■ **WORK INSTRUCTION 1**: In the text on philosophical argument, rewrite the paragraph beginning "There is another approach" more briefly, keeping its main facts.
■ **WORK INSTRUCTION 2**: Copy out everything in the text on philosophical argument from "That being said, I’m" down to "is simply false.".
------ TEXT FOR ANALYSIS
Philosophers tend not to argue about their views, either in the quarrelsome or the lawyerly sense of the word. We strive, and usually succeed, at giving each other “a fair and sympathetic hearing” before trying to take apart the other’s claims.
Such an approach has not been anymore generative of clarity than argumentativeness or legal battling however. In the Western tradition it has produced the arcane, hidebound philosophical systems that are the mainstay of academic philosophy.
There is another approach, which involves holding a space, deep listening, and sharing and following a question with questions as they unspool into mutual insight. Given the individualistic assumptions of American/global culture however, questioning together is extremely difficult to initiate, much less sustain.
That being said, I’m engaged in a good old-fashioned philosophical dispute with the Danish philosopher Lena Rachel Anderson, over her claim that “nationalism does not need to be a bad thing.” To my mind, that is simply false.
In her book with Tomas Bjorkman, Lene Rachel defines “ten circles of belonging, through which people must be able to feel a sense of belonging and responsibility.” Its central premise is, as she wrote to me, “that belonging grows from smaller to larger.”
“We love our family before we love our neighborhood, and our country is generally the biggest legal entity where we can speak our mother tongue and engage in political debate.”
“Without this type of belonging and nationalism,” Anderson writes, “we cannot function as a nation-state.”
------------
------ DATA EXTRACT
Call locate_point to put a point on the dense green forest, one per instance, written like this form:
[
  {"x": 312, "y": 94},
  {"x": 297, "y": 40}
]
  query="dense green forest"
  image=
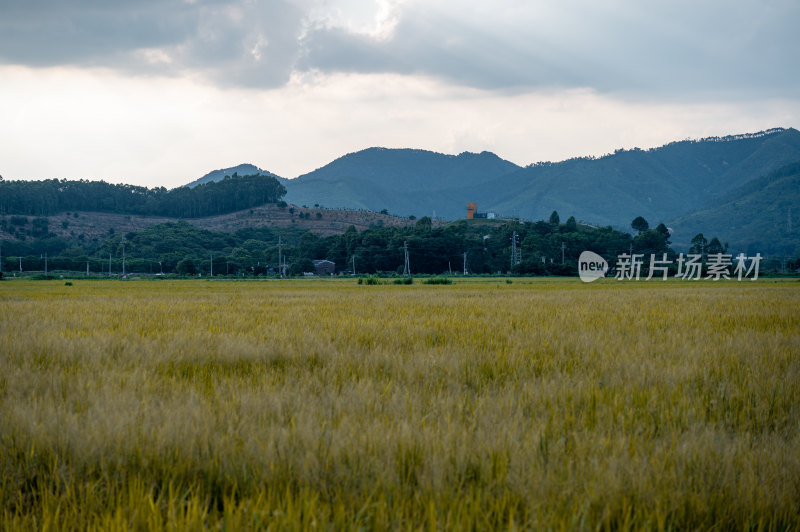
------------
■ **SOLUTION 1**: Another approach involves holding a space, listening deeply, and sharing and following a question with further questions until they lead to mutual insight. Because American/global culture assumes individualism, questioning together is very hard to start and even harder to sustain.

■ **SOLUTION 2**:
That being said, I’m engaged in a good old-fashioned philosophical dispute with the Danish philosopher Lena Rachel Anderson, over her claim that “nationalism does not need to be a bad thing.” To my mind, that is simply false.